EXERCISE - Could you turn every line of the records below into a Markdown table with the columns "Row" and "Text," skipping blank lines and leaving out the pictures?

(Segmentation mask data)
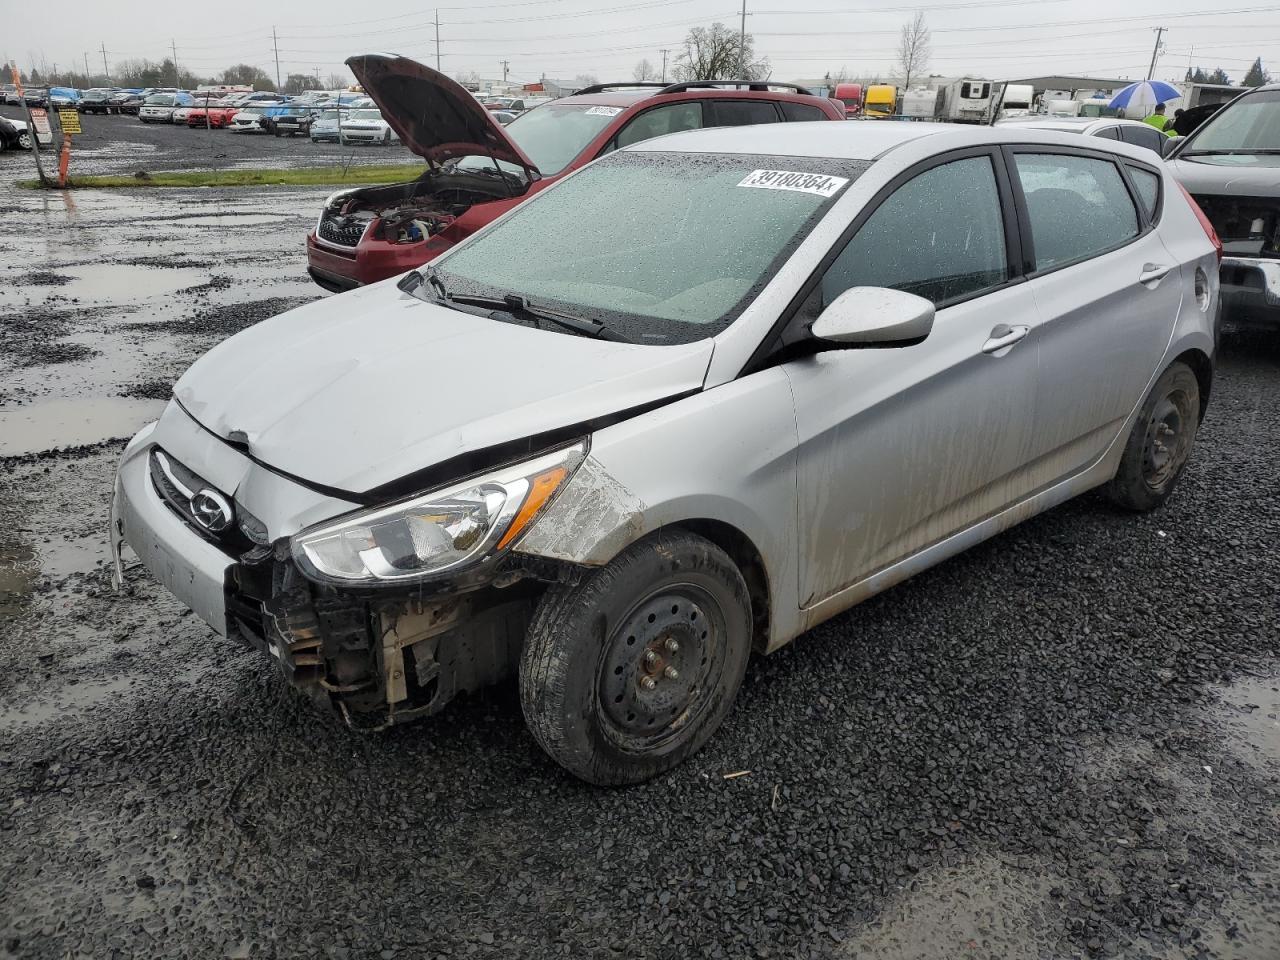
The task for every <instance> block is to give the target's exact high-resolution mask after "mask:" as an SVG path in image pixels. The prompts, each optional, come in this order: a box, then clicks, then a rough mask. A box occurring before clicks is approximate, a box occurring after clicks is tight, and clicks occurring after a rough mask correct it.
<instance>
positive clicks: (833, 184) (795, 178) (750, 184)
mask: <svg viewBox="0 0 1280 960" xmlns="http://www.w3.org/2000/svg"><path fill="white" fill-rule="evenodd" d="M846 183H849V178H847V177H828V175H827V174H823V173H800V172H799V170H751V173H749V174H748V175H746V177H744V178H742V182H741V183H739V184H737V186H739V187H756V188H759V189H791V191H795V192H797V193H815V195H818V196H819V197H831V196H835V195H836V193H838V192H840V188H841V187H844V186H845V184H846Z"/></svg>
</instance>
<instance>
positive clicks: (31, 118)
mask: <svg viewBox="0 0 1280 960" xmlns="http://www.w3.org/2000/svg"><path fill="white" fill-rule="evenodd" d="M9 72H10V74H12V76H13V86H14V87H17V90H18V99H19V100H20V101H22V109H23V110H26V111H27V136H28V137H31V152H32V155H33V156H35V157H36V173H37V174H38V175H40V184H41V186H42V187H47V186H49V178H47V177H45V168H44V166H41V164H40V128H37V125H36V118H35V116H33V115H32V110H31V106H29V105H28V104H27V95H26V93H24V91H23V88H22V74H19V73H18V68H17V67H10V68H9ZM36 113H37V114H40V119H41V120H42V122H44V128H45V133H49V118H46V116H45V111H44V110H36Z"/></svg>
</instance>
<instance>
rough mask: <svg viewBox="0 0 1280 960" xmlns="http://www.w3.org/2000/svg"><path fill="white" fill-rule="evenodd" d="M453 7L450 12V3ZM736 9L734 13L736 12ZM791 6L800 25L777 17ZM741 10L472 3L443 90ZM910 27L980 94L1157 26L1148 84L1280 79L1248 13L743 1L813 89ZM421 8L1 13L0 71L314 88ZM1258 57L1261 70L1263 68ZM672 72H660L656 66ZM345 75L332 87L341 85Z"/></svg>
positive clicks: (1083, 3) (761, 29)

RESULT -
| Row | Text |
|---|---|
| 1 | The task for every <instance> block is to give the target's exact high-resolution mask after "mask:" as an SVG path in image pixels. The prompts, each optional, come in this order: a box, then clicks, then a rough mask. A box occurring before clicks is approximate, a box occurring after clicks is tight, and clicks occurring after a rough mask correct it. |
| 2 | <instance> |
| 3 | positive clicks: (833, 184) (795, 178) (750, 184) |
| 4 | mask: <svg viewBox="0 0 1280 960" xmlns="http://www.w3.org/2000/svg"><path fill="white" fill-rule="evenodd" d="M846 183H849V178H847V177H828V175H827V174H823V173H800V172H799V170H751V173H749V174H748V175H746V177H744V178H742V182H741V183H739V184H737V186H739V187H756V188H759V189H791V191H795V192H797V193H815V195H818V196H819V197H831V196H835V195H836V193H838V192H840V188H841V187H844V186H845V184H846Z"/></svg> |
| 5 | </instance> |
| 6 | <instance> |
| 7 | positive clicks: (31, 118) |
| 8 | mask: <svg viewBox="0 0 1280 960" xmlns="http://www.w3.org/2000/svg"><path fill="white" fill-rule="evenodd" d="M9 72H10V74H12V76H13V86H14V87H17V90H18V99H19V100H20V101H22V109H23V110H26V111H27V136H28V137H31V152H32V155H33V156H35V157H36V173H37V174H38V175H40V184H41V186H42V187H47V186H49V178H47V177H45V168H44V166H41V164H40V128H37V125H36V118H35V116H33V115H32V110H31V106H29V105H28V104H27V95H26V93H24V91H23V88H22V74H19V73H18V68H17V67H10V68H9ZM36 113H37V114H40V119H41V120H42V122H44V128H45V133H49V118H46V116H45V111H44V110H36Z"/></svg> |
| 9 | </instance> |
| 10 | <instance> |
| 11 | rough mask: <svg viewBox="0 0 1280 960" xmlns="http://www.w3.org/2000/svg"><path fill="white" fill-rule="evenodd" d="M453 7L450 12V3ZM736 9L734 13L736 12ZM791 6L800 25L777 17ZM741 10L472 3L443 90ZM910 27L980 94L1157 26L1148 84L1280 79L1248 13L743 1L813 89ZM421 8L1 13L0 71L314 88ZM1258 57L1261 70L1263 68ZM672 72H660L656 66ZM345 75L332 87L341 85Z"/></svg> |
| 12 | positive clicks: (1083, 3) (761, 29) |